## FUENTE
□ □ □ □ □

Jamás respondo al teléfono en casa ni abro la puerta cuando llaman. Una empresa de esas que llaman a casa me persiguió un tiempo, pero llamaban a casa de mis padres. Una vez el sr. Ornat, en un rapto de genialidad nada inhabitual, les dio esta explicación: "Se ha marchado a Australia y hemos perdido todo el contacto con él". Le pidieron una dirección si no me acuerdo mal. Dio una com-ple-ti-ta y totalmente inventada. No han vuelto a llamar. Supongo que seguirán buscándome, que no le creyeron, pero hay mentiras irrebatibles y ese cansancio final de un trabajo. ¿Y a mí qué me importa dónde esté este lerdo, si está en Australia o en la luna? Si llegan a encontrarme en casa, no abriré. Yo no abro. No me importa si los del otro lado, quien haya en el rellano, me oye caminar hasta la mirilla y examinarlo. Me da igual que venda enciclopedias, el Duo de Telefónica o pañuelos de papel. Me da igual que sea un vecino o el portero que avisa de que van a cortar el agua. Antes me ducho con agua fría que abrir o responder. Me da igual que me oigan y me hablen desde el rellano, que me pidan que abra o que se den cuenta de que tengo la música o la televisión puestas. No abro. No respondo. Mi silencio es su oscura duda. Si es la policía, jamás podrá demostrar que estaba dentro, salvo que tiren la puerta abajo. Si lo hacen, declararé que acabo de llegar. ¿Por dónde ha entrado? Y a usted qué coño le importa.

□ □ □ □ □

## DATOS PROPORCIONADOS

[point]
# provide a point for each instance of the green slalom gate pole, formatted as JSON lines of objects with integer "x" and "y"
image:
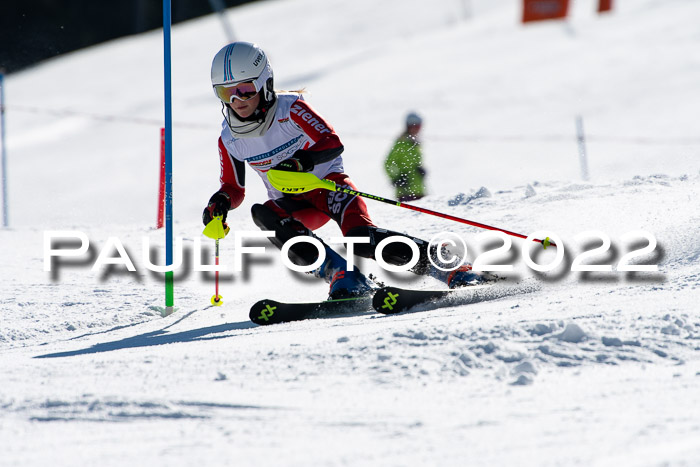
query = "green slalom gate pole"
{"x": 301, "y": 182}
{"x": 169, "y": 275}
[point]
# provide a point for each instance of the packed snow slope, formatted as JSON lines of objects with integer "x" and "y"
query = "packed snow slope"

□ □ □ □ □

## ENUNCIADO
Enumera los productos que, según el texto sobre no abrir la puerta, podría vender quien llame sin que al narrador le importe.

## SOLUCIÓN
- Enciclopedias
- El Duo de Telefónica
- Pañuelos de papel